## WHAT THIS TASK INVOLVES
Format the records from the line with "Would you mind marking the gilded" through the end of the records as a two-column CSV with the columns input and output. Give one row per record, with its text in input and its answer in output, each in a single quoted field with line breaks replaced by spaces.

## Position identification records
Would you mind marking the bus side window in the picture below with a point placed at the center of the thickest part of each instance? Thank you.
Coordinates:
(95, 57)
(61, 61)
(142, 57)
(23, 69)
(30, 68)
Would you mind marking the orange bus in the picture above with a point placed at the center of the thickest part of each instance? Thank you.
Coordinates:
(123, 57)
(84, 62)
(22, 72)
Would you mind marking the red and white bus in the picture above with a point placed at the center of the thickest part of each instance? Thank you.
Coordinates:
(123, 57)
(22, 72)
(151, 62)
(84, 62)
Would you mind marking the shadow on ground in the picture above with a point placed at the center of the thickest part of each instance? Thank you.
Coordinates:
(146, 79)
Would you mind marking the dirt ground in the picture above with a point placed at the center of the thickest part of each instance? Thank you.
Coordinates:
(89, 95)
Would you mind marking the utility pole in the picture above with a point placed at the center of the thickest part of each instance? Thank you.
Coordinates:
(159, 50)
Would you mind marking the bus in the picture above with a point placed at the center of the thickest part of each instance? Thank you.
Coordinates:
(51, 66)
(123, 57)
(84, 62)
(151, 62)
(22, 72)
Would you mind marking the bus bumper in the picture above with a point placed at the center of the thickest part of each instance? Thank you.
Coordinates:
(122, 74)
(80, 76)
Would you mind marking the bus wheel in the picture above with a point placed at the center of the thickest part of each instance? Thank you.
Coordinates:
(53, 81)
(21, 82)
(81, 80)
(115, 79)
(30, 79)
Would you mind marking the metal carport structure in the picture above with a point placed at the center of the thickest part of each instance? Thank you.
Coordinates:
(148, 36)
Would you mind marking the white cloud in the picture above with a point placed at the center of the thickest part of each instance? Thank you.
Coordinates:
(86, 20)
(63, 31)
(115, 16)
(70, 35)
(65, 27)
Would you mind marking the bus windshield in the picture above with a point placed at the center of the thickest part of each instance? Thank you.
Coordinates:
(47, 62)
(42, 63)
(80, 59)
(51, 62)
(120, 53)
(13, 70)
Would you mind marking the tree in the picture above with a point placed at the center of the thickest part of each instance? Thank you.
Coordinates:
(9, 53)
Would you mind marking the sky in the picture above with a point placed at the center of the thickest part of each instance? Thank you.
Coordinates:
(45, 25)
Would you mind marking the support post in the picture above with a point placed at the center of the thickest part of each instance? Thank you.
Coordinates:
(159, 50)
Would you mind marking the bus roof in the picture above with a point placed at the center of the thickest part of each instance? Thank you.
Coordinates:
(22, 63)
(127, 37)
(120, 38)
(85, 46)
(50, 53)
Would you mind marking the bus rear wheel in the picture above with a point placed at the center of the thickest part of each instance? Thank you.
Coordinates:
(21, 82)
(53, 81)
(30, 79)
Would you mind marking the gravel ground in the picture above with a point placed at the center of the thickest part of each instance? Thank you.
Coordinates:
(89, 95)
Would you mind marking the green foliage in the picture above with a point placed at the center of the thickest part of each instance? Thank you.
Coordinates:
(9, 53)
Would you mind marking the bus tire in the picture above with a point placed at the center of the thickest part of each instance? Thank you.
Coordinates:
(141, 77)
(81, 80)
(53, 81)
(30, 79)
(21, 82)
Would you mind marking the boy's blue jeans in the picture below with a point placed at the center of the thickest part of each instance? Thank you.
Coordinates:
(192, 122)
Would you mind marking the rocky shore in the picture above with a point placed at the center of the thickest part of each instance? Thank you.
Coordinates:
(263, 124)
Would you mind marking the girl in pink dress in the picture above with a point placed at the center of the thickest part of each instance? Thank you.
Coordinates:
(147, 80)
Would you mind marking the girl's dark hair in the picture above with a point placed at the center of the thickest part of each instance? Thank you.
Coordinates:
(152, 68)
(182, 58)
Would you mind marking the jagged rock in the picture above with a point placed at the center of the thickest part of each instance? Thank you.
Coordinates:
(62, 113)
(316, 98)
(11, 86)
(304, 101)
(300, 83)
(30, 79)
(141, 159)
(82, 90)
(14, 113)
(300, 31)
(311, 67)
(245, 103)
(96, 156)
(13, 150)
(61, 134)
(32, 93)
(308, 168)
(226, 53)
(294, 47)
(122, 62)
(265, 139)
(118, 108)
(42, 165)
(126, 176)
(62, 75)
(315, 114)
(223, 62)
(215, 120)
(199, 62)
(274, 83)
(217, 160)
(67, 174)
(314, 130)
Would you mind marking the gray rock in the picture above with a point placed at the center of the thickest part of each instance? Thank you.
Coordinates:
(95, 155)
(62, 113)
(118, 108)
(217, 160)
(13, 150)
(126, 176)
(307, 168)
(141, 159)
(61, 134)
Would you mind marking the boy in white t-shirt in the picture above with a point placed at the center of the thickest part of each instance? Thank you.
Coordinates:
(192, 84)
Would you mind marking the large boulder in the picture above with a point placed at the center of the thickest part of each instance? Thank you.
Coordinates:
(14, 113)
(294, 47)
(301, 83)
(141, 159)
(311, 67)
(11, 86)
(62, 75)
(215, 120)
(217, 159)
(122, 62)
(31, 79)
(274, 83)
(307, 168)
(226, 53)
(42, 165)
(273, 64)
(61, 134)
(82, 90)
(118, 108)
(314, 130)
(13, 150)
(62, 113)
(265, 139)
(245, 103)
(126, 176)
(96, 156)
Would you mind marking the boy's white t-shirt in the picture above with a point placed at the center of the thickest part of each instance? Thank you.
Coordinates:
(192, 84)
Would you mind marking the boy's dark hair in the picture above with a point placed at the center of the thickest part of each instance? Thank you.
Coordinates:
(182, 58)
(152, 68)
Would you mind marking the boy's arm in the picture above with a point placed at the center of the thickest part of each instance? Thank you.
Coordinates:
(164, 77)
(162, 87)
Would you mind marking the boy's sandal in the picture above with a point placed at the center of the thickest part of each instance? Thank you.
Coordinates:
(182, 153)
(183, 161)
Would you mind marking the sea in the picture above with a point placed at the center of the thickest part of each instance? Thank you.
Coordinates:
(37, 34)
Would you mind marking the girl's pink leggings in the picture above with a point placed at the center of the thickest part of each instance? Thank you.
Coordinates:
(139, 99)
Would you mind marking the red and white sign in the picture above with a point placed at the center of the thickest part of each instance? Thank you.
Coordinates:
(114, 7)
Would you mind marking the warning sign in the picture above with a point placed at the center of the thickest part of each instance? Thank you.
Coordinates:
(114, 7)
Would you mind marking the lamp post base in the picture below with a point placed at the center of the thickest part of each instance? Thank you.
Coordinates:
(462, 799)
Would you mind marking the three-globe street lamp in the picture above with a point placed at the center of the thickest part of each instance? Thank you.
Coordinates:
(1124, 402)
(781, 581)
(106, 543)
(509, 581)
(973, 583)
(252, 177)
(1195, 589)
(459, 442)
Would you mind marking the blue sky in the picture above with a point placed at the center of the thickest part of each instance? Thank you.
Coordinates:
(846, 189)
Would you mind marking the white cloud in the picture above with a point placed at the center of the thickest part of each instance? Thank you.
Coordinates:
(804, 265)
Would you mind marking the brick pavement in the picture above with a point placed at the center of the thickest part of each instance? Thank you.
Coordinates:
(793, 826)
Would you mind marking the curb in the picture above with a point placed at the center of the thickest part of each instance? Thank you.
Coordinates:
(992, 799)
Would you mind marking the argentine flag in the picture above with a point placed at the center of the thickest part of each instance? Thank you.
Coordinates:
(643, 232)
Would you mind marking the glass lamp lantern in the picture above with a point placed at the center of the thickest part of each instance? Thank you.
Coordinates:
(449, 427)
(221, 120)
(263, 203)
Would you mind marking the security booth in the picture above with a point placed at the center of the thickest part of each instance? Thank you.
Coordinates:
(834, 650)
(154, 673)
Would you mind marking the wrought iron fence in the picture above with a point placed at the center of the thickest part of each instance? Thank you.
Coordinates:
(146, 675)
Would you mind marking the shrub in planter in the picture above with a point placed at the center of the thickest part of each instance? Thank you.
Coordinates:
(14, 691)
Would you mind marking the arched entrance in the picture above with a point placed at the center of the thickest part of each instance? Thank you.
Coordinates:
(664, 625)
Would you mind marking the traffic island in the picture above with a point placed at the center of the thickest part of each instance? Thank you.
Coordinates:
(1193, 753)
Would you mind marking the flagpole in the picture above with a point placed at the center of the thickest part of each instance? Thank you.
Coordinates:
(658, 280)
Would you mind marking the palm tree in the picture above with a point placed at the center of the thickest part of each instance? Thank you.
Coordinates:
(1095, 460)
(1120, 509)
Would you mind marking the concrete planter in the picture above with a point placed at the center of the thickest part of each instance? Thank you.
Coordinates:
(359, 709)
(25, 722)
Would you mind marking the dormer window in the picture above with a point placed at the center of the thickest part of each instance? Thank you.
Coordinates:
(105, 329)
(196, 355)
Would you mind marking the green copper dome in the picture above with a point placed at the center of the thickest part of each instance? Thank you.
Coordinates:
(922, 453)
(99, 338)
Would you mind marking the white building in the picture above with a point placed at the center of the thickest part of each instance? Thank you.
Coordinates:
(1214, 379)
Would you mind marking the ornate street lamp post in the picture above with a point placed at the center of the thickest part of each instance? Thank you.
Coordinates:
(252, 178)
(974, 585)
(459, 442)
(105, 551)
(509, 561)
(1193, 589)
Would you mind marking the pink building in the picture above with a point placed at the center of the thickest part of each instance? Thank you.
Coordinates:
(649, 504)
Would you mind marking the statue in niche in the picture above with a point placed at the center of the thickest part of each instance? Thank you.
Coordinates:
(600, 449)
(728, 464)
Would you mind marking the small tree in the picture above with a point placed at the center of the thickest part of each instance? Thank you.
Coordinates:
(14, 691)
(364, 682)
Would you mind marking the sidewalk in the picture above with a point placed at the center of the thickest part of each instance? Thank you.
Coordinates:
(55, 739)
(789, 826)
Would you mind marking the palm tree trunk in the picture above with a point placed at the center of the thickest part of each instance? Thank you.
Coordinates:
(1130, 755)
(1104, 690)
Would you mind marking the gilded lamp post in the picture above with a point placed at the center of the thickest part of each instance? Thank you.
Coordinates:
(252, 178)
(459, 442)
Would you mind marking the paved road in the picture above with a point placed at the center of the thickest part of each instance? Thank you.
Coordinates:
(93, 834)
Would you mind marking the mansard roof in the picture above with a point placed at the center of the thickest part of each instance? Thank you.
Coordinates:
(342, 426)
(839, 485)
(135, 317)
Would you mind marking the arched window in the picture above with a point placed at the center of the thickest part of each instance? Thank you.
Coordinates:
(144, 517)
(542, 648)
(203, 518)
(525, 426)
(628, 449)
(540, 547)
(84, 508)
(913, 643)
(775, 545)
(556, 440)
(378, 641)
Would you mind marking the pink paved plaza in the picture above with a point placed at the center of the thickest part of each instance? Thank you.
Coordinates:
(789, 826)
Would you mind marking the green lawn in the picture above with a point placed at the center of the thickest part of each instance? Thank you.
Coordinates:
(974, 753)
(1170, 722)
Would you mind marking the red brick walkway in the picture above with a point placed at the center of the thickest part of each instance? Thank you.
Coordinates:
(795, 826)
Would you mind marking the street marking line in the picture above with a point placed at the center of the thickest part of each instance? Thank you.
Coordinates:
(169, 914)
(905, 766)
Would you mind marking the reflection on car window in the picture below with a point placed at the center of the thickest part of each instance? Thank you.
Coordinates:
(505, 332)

## COMPLETE RESPONSE
input,output
"Would you mind marking the gilded lamp post in the picture above with a point placed at the center of the thickest part of each instance? Thank you. Coordinates:","(252, 178) (459, 442)"
"Would you mind marking the paved road in the picture above with a point placed at the center of the thickest part of each instance? Thank you. Coordinates:","(93, 834)"
"Would you mind marking the mansard roof in the picture above with a point placed at the center of the thickest part of each instance? Thank you. Coordinates:","(342, 426) (839, 485) (135, 317)"
"Would you mind marking the arched window in the picture above with a point placed at the center of the thickest part of each instance? Thank you. Coordinates:","(144, 517) (542, 648) (203, 518) (525, 426) (628, 449) (540, 547) (84, 508) (913, 643) (775, 545) (556, 440) (378, 641)"
"Would you mind marking the pink paved plaza in the picture above with a point placed at the center of the thickest part of each instance? Thank you. Coordinates:","(789, 826)"
"Would you mind marking the green lawn in the picture above with a point placed at the center of the thickest part of each instance? Thank you. Coordinates:","(974, 753) (1170, 722)"
"Would you mind marking the red brick walkway in the picture above with a point placed at the center of the thickest part of each instance? Thank you. Coordinates:","(795, 826)"
"Would you mind marking the street marking line in the picture above with a point placed at the center of the thickest part of each instance? Thank you. Coordinates:","(169, 914) (905, 766)"
"Would you mind marking the reflection on car window in the picture below with a point placed at the center of the thickest part of each instance? Thank you. Coordinates:","(505, 332)"